_QUESTIONS TO ANSWER_.
1. For the restaurant review below, say whether each statement agrees with it: (a) the party of eight arrived at Shimbashi Shimizu for the first sitting; (b) Shimizu learned his craft at Tsuruhachi in Tokyo; (c) a menu was offered to the diners as they left Noyashichi. Answer each with yes or no and quote the deciding words of the review.
2. Repeat the part of the restaurant review starting with "Like the vast" and going on through "pleased to see us.", word for word.

_PASSAGE FOR REVIEW_.
--------------------------------------------------
Exceptional food and drinks in hard-to-find locations.

Shimbashi Shimizu and Noyashichi are two of the most exceptional restaurants I have ever had the pleasure of eating and drinking in. And, with these recommendations, I wish you the best of luck in finding either of them.

The former, named after its chef/proprietor Kunihiro Shimizu, is in the Shinbashi quarter of central Tokyo, terminus of Tokyo’s first railway built in 1872. It is, according to one observer, ‘a very safe neighbourhood replete with drunk salarymen’. We spotted none of them but the sheer numbers on the streets can be overwhelming. The act I was most proud of during our stay in fact took place at 8.30 am, at Shinagawa station in Tokyo’s business district, and consisted of guiding JR and our large suitcase through the vast stream of workers heading resolutely to their offices as we worked our way across them towards our bullet train. The crowds were almost as thick on our evening in Shimbashi. But do persist. And do make sure that you are accompanied by someone who speaks fluent Japanese as the chef prefers to be able to communicate with all his customers.

Like the vast majority of Tokyo’s restaurants, Shimbashi Shimizu is down a side street that I would never find again. And for anyone who has ever enjoyed eating at a sushi counter, there will be initially few surprises. We, a party of eight, walked in at 7 pm which turned out to be the second sitting. There in front of us was a spotless wooden counter, highly polished and completely empty. Behind it were four smiling Japanese men, all of whom seemed extremely pleased to see us.

This was the first surprise. The road to sushi mastery is long – Shimizu spent numerous years learning his craft at Tsuruhachi in Tokyo – and as a result when the Japanese chefs finally open their own restaurants, the maestros tend to be severe. Not so here. Shimizu, 56, is obviously in charge but his friendly demeanour spread easily to his principal assistant to our right and the two others to our left. In addition, all of them, it seemed to me, went to the same barber with the same result. All have had the most severe ‘number one’ haircuts.

Before I continue in praise of what we were about to eat and drink, let me get a couple of small gripes out of the way. Firstly, while I always enjoy sitting at a sushi counter – I love watching chefs at work – I do not enjoy being in a party larger than two because of the difficulty of conversation. I find it inconvenient to put my head around the person next to me to engage in conversation or even to clink glasses. (At Noyashichi, we were a party of three and I barely conversed with my friend on the far side of JR who sat in between us.)

My other complaint is about the absence of menus in general. At neither of these restaurants was a menu either present at the outset of the meal nor offered as we left. I don’t believe that I am alone in thinking how important it is knowing either what I am about to eat or to know fully what I have eaten. When, growing somewhat tired, I asked after course 14 how many courses were left, I felt that I had let our side down. But I still managed to enjoy the subsequent four dishes.
--------------------------------------------------
_MATERIAL PROVIDED_.
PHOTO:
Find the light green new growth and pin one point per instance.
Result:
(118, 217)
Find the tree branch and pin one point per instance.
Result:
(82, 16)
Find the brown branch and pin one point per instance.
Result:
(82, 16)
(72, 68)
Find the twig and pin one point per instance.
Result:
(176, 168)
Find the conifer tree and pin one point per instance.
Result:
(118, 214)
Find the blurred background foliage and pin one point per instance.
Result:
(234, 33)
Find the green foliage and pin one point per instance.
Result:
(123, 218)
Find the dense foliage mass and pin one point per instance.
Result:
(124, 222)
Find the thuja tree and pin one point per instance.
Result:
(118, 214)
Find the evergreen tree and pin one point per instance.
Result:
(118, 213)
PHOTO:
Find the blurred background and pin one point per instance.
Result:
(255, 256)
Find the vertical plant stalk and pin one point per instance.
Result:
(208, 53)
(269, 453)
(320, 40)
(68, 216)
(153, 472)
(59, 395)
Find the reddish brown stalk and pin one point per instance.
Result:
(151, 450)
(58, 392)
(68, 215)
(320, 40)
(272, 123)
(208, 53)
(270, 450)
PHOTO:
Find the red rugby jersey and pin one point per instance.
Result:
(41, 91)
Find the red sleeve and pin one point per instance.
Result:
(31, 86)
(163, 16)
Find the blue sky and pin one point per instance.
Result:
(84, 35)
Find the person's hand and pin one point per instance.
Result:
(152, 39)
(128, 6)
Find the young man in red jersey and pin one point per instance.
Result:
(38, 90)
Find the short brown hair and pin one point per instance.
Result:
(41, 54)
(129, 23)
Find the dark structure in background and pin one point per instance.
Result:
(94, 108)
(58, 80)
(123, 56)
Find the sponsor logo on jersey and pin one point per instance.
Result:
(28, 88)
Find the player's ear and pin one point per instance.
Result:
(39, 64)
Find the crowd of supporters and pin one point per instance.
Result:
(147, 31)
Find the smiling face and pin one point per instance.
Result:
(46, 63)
--------------------------------------------------
_ANSWERS IN ORDER_.
1.
(a) No: "walked in at 7 pm which turned out to be the second sitting"
(b) Yes: "Shimizu spent numerous years learning his craft at Tsuruhachi in Tokyo"
(c) No: "At neither of these restaurants was a menu either present at the outset of the meal nor offered as we left."

2.
Like the vast majority of Tokyo’s restaurants, Shimbashi Shimizu is down a side street that I would never find again. And for anyone who has ever enjoyed eating at a sushi counter, there will be initially few surprises. We, a party of eight, walked in at 7 pm which turned out to be the second sitting. There in front of us was a spotless wooden counter, highly polished and completely empty. Behind it were four smiling Japanese men, all of whom seemed extremely pleased to see us.